_Problem 1_:
In the story about Claire, rewrite the paragraph beginning "Prior to her stay" as a short list that keeps its main facts.
_Problem 2_:
According to the story about Claire, what does she make and give to staff and patients?
_Problem 3_:
Carry the story about Claire forward, starting after its last sentence.

_Text excerpt_:
________________________________________

Everyone at our Boston Health Care for the Homeless Program’s Barbara McInnis House knows Claire. She is a slight, quiet woman, with dark, nearly black hair whose bangs rest on her brow. Claire is known for her beautiful origami creations, which she gives to staff and patients as an expression of her friendship and gratitude. When she first arrived at BMH, her fear of elevators and extreme introversion made it quite challenging for Claire, especially when she needed to travel back and forth to chemotherapy and radiation treatments at neighboring Boston Medical Center. As time went on, Claire began to realize that, in her words, she “did not have to be scared at the Barbara McInnis House” because she receives the care and compassion she needs here.
Prior to her stay at the Barbara McInnis House, Claire rented a room in an apartment. When she began to feel sick, she would often retreat to her bedroom, alone and terrified of the pain, unwilling to burden anyone with her ailments. She began to miss her shifts working as a housekeeper for several Boston families. Soon, she was struggling to make rent. When the pain in her breast was too excruciating, she called an ambulance. Unbeknownst to Claire, the pain and feeling ill were secondary to her advanced breast cancer.

________________________________________

_The data_:

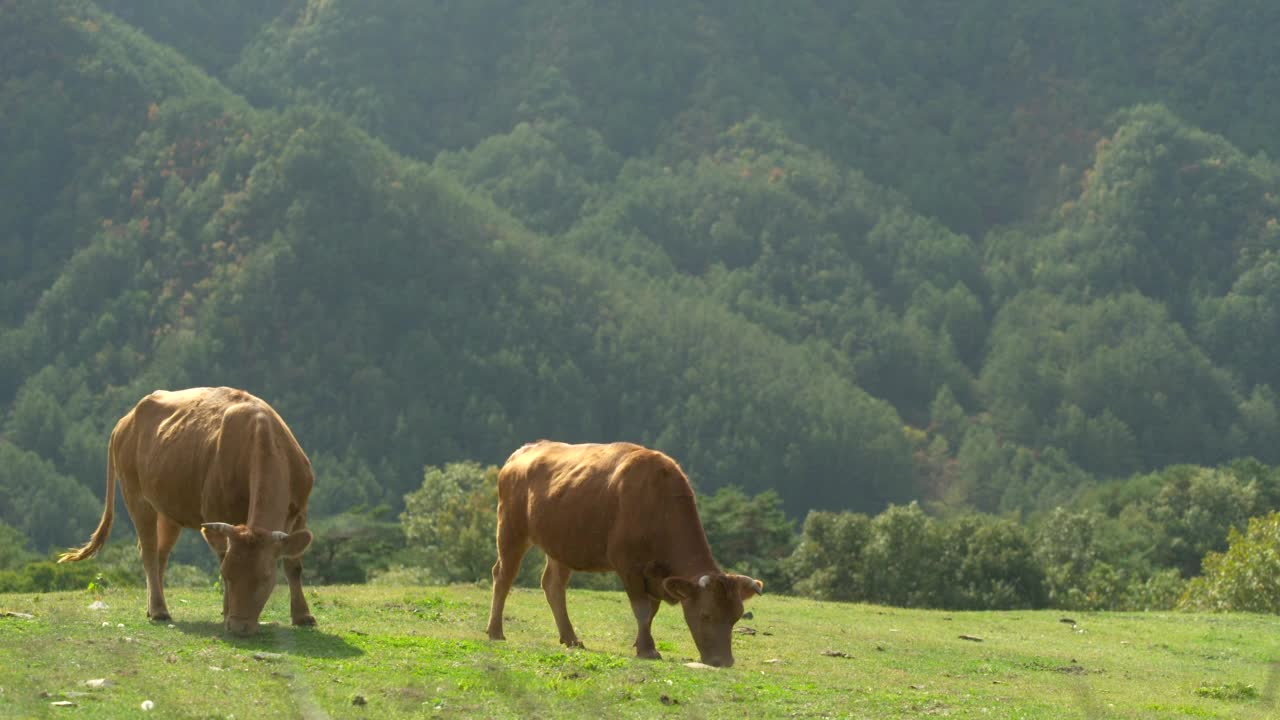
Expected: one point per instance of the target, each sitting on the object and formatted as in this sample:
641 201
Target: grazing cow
220 460
622 507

________________________________________

_Answer area 1_:
- Claire rented a room in an apartment.
- When she felt sick, she retreated to her bedroom alone, terrified of the pain and unwilling to burden anyone.
- She missed shifts as a housekeeper for several Boston families and soon struggled to pay rent.
- When the pain in her breast became excruciating, she called an ambulance.
- Without her knowing it, the pain and illness came from advanced breast cancer.

_Answer area 2_:
Origami creations.

_Answer area 3_:
When Claire was admitted to the McInnis House, one of her nurses was stunned at her condition, calling it the worst cases of breast cancer she had ever seen. Although doctors wanted to treat her with an almost immediate mastectomy, the grapefruit-sized tumor was too vascular and the surgical risk of blood loss too high. The tumor required meticulous attention, and for three months our nurses spent nearly 4 hours each day with Claire dressing the affected area and showing her how to properly change the dressing. As Claire had suffered alone for so long, she was used to her way of bandaging the tumor. Slowly and gently, our nurses eased her move into the complicated medical world, and gave her the confidence to assist in her own care once again. Recently, doctors discovered that the cancer had metastasized to her lungs, bones, and brain. Our team of clinicians continues to treat and support Claire as she navigates the further complexities of her treatment. Despite her diagnosis, the compassionate care and support of the staff here at our Barbara McInnis House has encouraged Claire to come out of her shell. Now, she can be found crafting, knitting and making small origami ornaments for staff and fellow patients.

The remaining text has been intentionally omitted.